[What to work on]
Starting at the line below holding "Where can the mountain" and stopping at the line holding "Query: mountain peak", print every line exactly, both ends included, and leave the rest out.

[Data in this exercise]
————————
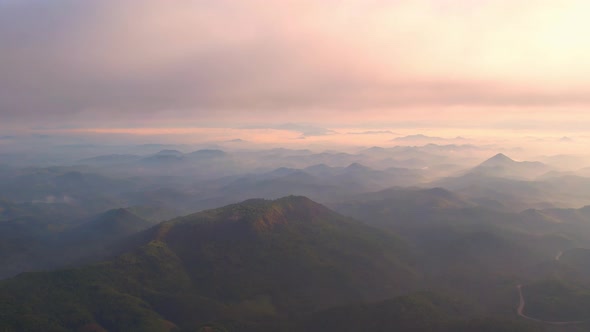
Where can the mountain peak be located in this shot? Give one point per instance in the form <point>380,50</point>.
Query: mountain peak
————————
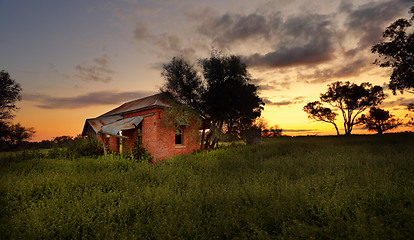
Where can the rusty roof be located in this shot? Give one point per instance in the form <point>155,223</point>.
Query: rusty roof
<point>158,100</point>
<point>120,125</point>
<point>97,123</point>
————————
[Exercise output]
Where can the mountain peak be located in this shot? Give one point per instance in the form <point>380,50</point>.
Query: mountain peak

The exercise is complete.